WHAT THE TASK ASKS: Please copy the rows starting with the line containing "the cat logo" and going on through the end of the rows, replacing "component" with "module" and leaving everything else unchanged.

Rows from a pointing dataset:
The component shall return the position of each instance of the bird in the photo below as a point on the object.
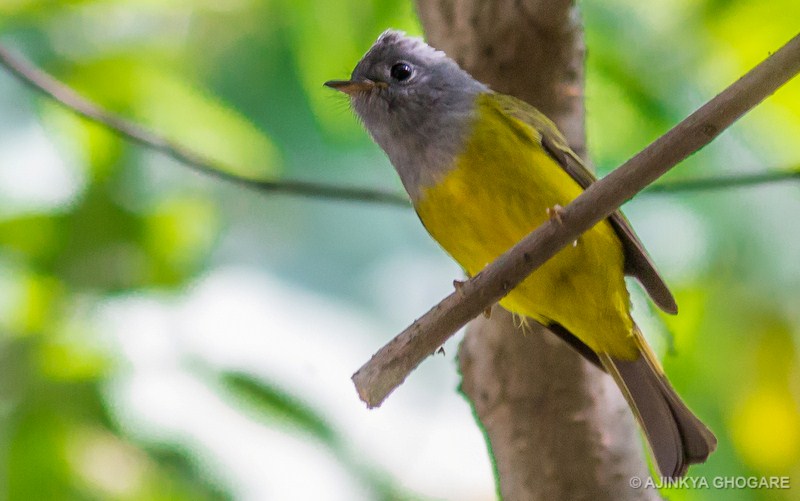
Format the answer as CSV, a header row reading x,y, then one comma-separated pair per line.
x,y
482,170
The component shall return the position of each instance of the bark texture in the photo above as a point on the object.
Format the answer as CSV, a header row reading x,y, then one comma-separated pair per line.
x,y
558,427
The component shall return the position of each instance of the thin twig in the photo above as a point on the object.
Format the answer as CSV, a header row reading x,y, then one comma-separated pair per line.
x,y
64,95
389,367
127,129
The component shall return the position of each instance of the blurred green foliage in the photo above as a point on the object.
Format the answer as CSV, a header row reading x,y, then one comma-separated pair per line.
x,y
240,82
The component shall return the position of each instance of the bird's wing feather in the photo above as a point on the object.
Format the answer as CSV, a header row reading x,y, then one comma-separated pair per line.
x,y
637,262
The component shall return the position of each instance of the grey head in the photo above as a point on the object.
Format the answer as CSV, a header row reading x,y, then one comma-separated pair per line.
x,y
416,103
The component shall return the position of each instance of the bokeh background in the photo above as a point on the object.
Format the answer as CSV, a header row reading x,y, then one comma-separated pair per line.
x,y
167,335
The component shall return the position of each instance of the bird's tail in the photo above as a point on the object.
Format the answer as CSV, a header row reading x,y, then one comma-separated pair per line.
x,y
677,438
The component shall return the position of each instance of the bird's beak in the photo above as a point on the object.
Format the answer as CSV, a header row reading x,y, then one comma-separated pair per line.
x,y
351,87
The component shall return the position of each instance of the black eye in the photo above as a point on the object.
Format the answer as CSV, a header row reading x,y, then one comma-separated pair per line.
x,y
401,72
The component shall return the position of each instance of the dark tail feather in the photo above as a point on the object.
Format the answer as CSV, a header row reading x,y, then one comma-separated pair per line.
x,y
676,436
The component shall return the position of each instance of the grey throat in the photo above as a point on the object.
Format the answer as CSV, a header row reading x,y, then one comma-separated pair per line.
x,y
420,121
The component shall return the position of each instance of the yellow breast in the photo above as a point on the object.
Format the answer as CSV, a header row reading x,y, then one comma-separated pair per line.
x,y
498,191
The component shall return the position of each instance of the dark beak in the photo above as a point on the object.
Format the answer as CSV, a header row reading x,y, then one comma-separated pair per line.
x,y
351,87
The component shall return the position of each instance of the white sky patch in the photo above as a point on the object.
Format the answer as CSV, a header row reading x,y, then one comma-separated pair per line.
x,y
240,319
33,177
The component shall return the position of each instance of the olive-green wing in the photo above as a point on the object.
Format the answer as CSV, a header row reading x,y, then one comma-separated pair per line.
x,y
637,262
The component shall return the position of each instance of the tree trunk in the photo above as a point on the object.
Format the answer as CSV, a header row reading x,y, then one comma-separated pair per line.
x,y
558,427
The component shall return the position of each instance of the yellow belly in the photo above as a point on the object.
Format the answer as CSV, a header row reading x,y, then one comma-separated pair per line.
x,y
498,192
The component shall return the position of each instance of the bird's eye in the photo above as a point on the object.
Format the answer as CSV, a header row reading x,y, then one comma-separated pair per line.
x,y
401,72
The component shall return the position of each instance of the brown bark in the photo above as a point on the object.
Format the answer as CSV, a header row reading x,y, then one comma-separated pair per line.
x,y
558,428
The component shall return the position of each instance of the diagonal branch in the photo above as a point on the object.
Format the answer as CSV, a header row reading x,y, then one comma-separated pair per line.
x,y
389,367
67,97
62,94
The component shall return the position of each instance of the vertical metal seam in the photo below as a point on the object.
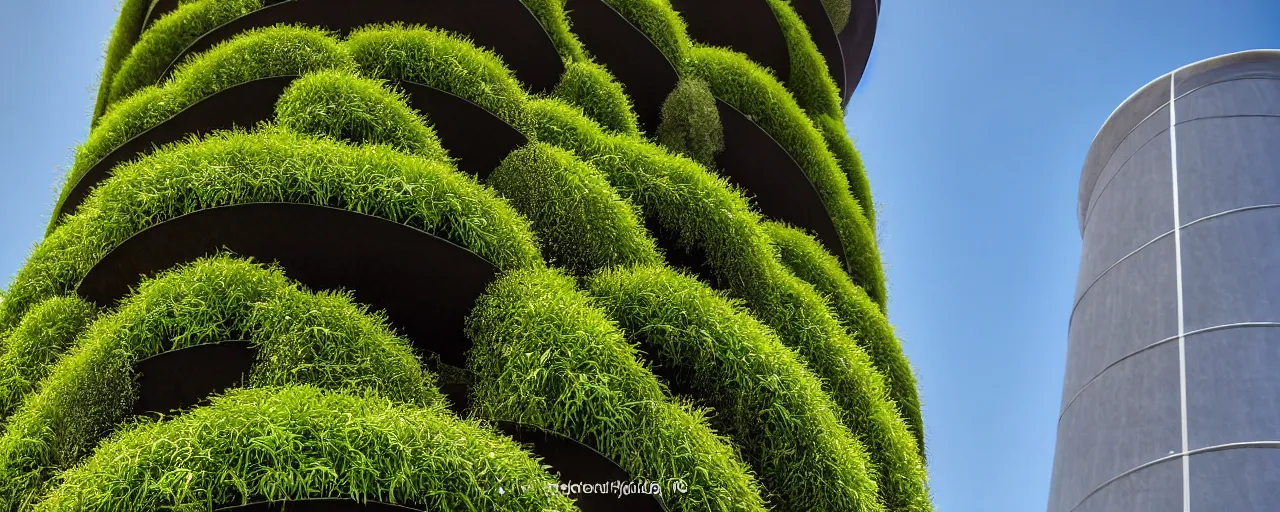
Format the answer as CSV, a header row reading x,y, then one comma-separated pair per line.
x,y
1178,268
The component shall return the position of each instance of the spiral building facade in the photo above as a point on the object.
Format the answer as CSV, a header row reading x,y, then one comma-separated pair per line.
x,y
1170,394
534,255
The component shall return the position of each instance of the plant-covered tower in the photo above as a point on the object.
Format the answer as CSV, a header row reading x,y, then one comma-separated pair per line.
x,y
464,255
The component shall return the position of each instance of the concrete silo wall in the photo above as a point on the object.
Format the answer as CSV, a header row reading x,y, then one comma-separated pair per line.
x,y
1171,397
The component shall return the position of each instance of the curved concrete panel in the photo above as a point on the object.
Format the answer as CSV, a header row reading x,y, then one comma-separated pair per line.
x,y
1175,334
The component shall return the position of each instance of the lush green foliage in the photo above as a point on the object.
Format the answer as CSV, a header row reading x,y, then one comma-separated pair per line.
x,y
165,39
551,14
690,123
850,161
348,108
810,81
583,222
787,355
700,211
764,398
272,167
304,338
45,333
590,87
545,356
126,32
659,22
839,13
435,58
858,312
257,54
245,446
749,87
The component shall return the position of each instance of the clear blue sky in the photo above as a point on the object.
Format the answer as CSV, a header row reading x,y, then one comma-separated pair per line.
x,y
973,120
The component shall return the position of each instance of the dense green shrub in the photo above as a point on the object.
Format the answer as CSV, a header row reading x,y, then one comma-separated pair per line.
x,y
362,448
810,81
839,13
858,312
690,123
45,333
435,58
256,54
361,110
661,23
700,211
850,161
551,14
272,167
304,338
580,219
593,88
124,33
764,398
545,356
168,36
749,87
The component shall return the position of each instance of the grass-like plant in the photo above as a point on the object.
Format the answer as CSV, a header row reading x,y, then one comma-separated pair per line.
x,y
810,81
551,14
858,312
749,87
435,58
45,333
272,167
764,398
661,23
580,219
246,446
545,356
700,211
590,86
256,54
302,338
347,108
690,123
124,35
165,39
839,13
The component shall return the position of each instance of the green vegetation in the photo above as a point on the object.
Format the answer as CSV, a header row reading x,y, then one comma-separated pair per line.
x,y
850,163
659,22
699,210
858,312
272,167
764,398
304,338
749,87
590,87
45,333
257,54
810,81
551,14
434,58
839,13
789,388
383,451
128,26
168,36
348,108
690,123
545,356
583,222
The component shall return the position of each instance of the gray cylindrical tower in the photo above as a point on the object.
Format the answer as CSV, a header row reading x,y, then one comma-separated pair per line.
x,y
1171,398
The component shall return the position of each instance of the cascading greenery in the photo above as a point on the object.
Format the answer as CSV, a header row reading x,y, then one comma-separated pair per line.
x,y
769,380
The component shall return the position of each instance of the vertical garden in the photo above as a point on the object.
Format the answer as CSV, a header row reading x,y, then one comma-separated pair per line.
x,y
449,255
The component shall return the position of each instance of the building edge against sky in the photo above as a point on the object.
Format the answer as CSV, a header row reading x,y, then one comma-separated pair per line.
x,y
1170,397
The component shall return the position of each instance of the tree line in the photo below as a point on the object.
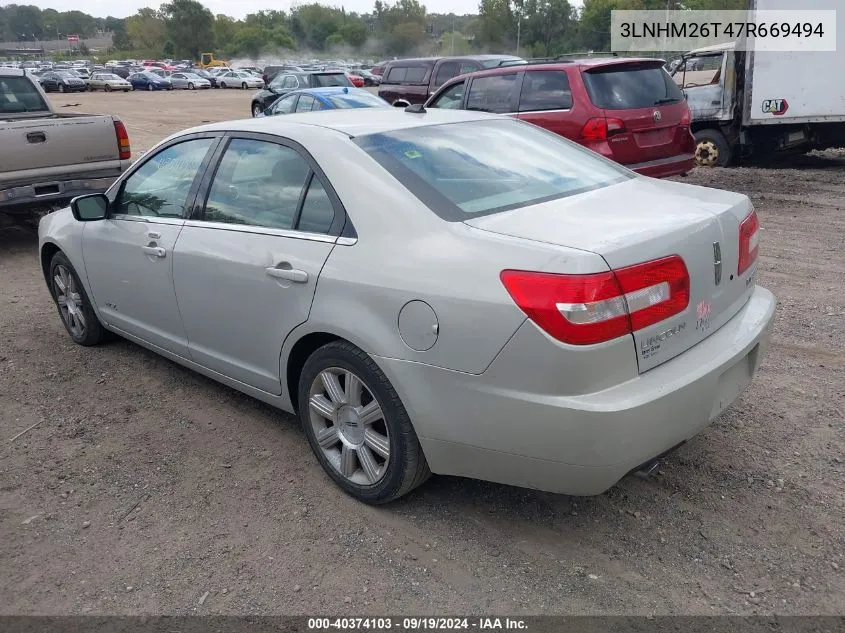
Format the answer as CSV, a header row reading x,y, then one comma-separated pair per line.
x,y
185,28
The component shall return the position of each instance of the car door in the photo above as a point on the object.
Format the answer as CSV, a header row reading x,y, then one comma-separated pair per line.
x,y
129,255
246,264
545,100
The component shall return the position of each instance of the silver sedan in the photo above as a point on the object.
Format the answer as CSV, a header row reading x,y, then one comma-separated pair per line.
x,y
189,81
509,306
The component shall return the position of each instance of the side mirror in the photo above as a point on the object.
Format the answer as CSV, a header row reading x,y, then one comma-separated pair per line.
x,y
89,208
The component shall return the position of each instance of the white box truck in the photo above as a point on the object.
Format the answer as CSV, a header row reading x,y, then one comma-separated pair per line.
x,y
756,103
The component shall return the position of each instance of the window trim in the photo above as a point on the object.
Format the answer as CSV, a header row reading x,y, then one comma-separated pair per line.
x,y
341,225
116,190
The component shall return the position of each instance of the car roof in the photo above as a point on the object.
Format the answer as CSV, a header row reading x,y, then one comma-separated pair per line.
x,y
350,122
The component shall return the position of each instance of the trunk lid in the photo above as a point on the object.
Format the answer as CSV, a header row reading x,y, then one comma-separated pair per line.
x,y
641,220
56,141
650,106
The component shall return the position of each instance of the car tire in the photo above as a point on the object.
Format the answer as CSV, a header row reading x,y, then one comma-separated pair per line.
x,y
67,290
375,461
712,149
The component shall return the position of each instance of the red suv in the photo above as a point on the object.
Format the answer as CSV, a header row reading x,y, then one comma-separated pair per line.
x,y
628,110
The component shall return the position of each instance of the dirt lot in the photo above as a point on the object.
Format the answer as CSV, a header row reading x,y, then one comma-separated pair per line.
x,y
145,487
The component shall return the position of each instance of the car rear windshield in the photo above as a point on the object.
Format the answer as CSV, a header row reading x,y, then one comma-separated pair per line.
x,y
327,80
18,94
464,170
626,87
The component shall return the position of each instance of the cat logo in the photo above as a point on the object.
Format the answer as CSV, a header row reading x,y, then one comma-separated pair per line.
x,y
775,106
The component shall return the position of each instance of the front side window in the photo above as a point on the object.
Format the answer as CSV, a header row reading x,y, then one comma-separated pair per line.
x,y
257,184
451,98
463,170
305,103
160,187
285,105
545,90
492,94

WRITTEN SOLUTION:
The module shall return the position of each instance of the cat logo in the photo above as a point on the object.
Format the answer as CSV, a header row reading x,y, then one comma-separated pair per line.
x,y
775,106
The module shall return the position of each instance of the front side window in the photo above as a point on the object.
Format the answer as CSV, a header row reading x,y, then one comma-separated pair per line.
x,y
257,184
451,98
463,170
305,103
160,187
285,105
545,90
492,94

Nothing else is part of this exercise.